## Supplied text
Last day of month in a WHERE clause

  • Ah yes - good spot! It still gives totally different results from the other queries, though - possibly because of those pesky time portions that you mentioned.

    John

  • twin.devil (8/12/2016)


    There are few issues regarding this solution:

    1. This logic will not work if MyDate column have TIME data in it, So MyDate should be cast as date.

    I agree it should be cast as date, if times are included. However, some datetime columns are legacies in tables created before there was such a character type as DATE. This is why I asked the question.

    2. You need to have distinct value in Eom to avoid getting the same result.

    I disagree. Since Tally generates a set of unique values for N, the EOM values will also be unique. No SELECT DISTINCT is required.

    3. Its would be ending up like a Sub Query written Select statement ( Old School Style).

    Yes. And? The point is that generating the list of end-of-month dates is dirt cheap, and using it to drive the subqueries cuts out all the unnecessary reads. Divide and conquer is a proven design strategy.

    Lastly, the query that I posted works correctly for the column names as described by the op. Perhaps a view could be created over the test table to conform to those original names? Then no tweaking would be necessary. Also, it's convenient to implement the tally table as a view, so you don't have to retype the ctes over and over. Mine uses Itzik Ben-Gaan's exponentiation method.

    CREATE VIEW [dbo].[Tally]

    AS

    WITH -- Itzik Ben-Gaan's virtual tally runs fastest and I don't know why.

    L0 AS (SELECT convert(int, 1) AS C UNION ALL SELECT convert(int,1)),--2 rows

    L1 AS (SELECT 1 AS C FROM L0 AS A, L0 AS B),--4 rows

    L2 AS (SELECT 1 AS C FROM L1 AS A, L1 AS B),--16 rows

    L3 AS (SELECT 1 AS C FROM L2 AS A, L2 AS B),--256 rowshttp://www.sqlservercentral.com/Forums/Skins/Classic/Images/RichTextBoxTable/tbl_bottomleft.gif

    L4 AS (SELECT 1 AS C FROM L3 AS A, L3 AS B),--65536 rows

    L5 AS (SELECT 1 AS C FROM L4 AS A, L4 AS B)

## Provided data
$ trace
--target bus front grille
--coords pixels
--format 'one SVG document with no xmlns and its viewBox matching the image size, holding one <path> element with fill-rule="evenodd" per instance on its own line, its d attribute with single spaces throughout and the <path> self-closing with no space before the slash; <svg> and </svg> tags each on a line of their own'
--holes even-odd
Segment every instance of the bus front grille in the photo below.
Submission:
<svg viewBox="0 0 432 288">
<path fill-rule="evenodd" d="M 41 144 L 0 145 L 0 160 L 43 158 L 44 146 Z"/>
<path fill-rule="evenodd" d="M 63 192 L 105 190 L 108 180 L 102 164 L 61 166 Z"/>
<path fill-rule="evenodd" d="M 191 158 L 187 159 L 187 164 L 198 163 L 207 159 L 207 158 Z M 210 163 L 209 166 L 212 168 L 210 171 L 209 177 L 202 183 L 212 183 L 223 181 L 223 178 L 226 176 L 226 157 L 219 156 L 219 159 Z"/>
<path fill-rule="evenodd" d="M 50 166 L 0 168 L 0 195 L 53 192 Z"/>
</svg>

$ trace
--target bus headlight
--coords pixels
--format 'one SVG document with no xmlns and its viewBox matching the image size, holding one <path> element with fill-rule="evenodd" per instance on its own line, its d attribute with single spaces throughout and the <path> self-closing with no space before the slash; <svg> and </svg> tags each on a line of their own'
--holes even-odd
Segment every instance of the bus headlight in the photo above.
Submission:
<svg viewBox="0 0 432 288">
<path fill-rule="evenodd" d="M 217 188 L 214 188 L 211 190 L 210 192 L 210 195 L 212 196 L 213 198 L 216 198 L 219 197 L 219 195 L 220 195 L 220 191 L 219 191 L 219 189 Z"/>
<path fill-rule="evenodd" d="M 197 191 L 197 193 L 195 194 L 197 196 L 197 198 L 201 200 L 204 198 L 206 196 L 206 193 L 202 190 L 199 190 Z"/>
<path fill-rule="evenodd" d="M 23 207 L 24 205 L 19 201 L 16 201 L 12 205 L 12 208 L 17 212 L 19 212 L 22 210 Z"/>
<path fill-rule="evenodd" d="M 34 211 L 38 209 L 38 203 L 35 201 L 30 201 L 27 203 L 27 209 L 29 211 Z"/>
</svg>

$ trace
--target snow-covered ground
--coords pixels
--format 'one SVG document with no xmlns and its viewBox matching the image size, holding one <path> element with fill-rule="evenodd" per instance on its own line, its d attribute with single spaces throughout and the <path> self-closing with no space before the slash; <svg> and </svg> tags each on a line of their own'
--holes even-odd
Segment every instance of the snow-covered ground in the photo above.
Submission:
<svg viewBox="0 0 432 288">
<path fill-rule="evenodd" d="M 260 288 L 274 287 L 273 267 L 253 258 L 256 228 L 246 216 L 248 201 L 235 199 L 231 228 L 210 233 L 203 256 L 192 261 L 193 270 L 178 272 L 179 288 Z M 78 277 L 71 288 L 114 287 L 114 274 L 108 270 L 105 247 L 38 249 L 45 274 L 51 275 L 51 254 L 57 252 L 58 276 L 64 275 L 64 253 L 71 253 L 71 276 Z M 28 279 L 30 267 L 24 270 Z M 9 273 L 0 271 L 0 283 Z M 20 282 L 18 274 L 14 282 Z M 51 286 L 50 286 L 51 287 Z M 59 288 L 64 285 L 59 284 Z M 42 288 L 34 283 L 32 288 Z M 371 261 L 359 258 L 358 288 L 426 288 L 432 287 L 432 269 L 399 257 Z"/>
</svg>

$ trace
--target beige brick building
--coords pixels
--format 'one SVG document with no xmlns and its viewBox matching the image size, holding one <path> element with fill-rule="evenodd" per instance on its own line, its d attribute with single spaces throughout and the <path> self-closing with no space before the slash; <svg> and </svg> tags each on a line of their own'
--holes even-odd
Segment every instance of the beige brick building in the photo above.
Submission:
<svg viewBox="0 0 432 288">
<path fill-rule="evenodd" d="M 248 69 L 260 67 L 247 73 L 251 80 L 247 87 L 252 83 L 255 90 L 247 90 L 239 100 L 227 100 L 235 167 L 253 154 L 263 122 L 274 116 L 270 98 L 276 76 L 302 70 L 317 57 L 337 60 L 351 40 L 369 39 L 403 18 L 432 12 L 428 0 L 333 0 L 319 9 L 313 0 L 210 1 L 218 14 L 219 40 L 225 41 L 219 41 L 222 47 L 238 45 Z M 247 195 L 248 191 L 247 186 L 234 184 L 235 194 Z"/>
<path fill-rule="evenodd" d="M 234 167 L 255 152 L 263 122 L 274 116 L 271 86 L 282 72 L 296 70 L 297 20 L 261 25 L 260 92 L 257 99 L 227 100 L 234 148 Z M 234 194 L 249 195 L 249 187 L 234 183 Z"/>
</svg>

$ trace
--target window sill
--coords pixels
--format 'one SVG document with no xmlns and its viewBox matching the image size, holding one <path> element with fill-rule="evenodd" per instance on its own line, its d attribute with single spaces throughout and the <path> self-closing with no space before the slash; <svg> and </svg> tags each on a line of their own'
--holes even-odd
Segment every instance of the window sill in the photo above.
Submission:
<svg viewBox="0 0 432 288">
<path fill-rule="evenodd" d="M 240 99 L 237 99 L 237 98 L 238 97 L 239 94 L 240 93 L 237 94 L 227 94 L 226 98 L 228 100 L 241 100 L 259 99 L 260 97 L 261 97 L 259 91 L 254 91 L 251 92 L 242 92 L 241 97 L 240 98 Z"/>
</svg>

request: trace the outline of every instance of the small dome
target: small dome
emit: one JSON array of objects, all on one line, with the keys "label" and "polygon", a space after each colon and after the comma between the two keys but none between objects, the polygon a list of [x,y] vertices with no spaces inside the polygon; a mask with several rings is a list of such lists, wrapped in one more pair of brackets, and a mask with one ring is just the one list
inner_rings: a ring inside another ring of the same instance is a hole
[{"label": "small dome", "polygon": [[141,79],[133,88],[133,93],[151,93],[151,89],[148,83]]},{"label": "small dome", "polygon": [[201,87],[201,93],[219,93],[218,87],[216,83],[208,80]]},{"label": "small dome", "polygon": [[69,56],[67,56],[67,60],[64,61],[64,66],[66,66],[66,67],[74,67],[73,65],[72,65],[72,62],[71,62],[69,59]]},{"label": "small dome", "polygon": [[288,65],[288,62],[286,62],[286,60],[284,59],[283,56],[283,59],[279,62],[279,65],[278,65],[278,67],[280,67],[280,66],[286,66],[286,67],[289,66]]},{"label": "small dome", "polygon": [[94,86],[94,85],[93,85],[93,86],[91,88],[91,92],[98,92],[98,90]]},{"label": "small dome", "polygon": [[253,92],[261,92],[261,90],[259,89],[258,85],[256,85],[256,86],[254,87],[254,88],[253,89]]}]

## Task instructions
[a] Copy the passage from the forum thread on last-day-of-month filtering word for word, between "1. This logic" and "DISTINCT is required.", inclusive.
[b] Answer these questions from the forum thread on last-day-of-month filtering:
(i) According to the first listed issue, how should MyDate be treated if the column has TIME data in it?
(ii) Whose exponentiation method does the tally view use?
(iii) How many rows does the comment on L2 give?

## Expected results
[a]
1. This logic will not work if MyDate column have TIME data in it, So MyDate should be cast as date.

    I agree it should be cast as date, if times are included. However, some datetime columns are legacies in tables created before there was such a character type as DATE. This is why I asked the question.

    2. You need to have distinct value in Eom to avoid getting the same result.

    I disagree. Since Tally generates a set of unique values for N, the EOM values will also be unique. No SELECT DISTINCT is required.

[b]
(i) It should be cast as date.
(ii) Itzik Ben-Gaan's.
(iii) 16 rows.